▶ _Exercise prompt_
Only the lines of the data below from the one with "Target: rear door window" through the one with "like (225, 242)." are wanted. Repeat them exactly.

▶ _Extracted entries_
==============================
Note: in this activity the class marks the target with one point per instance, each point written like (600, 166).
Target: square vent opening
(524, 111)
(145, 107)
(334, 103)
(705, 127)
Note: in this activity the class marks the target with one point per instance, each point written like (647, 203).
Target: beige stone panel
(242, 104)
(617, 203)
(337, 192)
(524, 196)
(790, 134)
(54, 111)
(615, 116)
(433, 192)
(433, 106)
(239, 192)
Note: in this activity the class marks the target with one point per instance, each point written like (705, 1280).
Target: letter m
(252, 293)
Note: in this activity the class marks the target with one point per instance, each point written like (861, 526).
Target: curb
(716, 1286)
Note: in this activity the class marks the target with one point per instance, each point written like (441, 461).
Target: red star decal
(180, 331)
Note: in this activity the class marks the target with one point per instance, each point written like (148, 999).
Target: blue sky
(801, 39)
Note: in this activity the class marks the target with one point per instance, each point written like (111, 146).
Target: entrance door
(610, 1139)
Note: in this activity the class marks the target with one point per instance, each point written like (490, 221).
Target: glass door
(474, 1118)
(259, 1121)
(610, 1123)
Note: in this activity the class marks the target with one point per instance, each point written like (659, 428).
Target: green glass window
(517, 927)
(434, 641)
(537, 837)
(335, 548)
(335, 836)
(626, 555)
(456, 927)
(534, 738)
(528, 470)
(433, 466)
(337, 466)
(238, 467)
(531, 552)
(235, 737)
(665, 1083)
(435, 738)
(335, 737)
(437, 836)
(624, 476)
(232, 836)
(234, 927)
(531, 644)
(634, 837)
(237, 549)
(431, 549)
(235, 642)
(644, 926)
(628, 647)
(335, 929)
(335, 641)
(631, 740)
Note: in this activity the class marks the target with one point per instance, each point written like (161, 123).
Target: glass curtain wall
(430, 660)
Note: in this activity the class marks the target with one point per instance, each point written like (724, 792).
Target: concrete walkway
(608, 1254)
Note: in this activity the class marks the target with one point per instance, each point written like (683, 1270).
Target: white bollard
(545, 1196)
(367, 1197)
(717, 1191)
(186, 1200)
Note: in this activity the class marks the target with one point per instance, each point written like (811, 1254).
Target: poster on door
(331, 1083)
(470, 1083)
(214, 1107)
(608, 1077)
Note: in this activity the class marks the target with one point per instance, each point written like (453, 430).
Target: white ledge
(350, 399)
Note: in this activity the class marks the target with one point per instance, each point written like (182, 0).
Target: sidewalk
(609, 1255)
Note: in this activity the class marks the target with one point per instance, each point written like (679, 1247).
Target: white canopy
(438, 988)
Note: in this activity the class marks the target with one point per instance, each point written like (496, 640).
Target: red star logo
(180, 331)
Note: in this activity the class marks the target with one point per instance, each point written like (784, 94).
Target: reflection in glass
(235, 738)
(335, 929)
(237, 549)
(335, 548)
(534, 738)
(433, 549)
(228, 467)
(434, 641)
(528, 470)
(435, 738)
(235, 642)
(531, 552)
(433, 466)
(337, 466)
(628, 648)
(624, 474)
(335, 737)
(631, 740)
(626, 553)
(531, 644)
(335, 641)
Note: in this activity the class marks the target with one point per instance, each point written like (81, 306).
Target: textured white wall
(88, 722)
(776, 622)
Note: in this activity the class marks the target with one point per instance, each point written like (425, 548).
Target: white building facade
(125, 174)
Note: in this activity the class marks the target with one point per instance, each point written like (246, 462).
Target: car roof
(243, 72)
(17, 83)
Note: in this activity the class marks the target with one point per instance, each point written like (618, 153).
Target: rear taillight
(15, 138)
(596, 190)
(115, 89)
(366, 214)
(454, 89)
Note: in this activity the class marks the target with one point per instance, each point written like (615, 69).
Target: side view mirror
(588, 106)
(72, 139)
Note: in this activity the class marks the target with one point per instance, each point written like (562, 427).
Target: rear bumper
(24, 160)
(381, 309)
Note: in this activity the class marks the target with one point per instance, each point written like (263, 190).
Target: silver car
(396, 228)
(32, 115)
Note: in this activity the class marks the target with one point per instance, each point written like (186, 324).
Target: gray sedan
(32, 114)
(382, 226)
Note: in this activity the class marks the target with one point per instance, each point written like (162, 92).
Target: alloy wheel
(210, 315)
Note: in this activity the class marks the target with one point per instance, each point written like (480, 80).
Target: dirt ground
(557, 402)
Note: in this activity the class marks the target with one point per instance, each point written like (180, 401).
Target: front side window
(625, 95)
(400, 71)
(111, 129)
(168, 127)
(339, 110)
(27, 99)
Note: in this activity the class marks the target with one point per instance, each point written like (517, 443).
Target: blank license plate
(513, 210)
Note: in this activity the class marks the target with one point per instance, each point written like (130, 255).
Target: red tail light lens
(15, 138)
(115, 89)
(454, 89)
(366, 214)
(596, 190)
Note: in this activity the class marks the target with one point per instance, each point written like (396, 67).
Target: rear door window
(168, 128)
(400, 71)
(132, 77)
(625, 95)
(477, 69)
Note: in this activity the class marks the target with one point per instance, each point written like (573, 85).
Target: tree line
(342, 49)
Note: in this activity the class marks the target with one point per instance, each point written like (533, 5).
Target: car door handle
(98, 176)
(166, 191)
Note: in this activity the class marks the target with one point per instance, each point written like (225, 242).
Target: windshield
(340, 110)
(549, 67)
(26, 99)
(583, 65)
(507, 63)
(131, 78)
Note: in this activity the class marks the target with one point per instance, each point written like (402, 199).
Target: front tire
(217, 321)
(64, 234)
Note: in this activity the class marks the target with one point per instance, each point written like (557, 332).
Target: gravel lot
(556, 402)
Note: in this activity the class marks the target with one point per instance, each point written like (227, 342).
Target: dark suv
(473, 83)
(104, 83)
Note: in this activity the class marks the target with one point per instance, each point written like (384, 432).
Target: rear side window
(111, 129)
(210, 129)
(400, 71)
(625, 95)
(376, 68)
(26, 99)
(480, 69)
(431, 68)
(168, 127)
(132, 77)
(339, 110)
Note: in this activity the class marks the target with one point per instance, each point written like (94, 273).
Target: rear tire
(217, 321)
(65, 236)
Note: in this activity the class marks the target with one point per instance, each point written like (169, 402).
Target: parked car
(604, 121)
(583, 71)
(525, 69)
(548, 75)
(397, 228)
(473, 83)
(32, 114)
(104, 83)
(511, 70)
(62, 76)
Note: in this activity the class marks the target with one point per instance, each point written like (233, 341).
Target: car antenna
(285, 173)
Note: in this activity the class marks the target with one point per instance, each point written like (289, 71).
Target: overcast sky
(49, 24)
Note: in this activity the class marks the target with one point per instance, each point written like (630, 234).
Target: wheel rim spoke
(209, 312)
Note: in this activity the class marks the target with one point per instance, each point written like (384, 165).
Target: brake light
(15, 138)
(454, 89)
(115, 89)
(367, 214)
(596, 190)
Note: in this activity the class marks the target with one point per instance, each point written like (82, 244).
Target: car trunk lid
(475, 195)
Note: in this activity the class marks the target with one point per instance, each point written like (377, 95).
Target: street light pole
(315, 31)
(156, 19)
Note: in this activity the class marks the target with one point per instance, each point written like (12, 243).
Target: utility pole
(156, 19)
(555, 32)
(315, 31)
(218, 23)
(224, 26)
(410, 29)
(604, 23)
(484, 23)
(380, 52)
==============================
▶ _Answer section_
Target: rear door window
(168, 128)
(400, 71)
(132, 77)
(625, 95)
(477, 69)
Note: in this activity the class marks the target with one point per instance, each point written like (573, 85).
Target: tree line
(342, 49)
Note: in this activity the class marks the target with one point per instance, each point written like (533, 5).
Target: car door handle
(98, 176)
(166, 191)
Note: in this activity the class marks the target with one point per instance, each point written like (225, 242).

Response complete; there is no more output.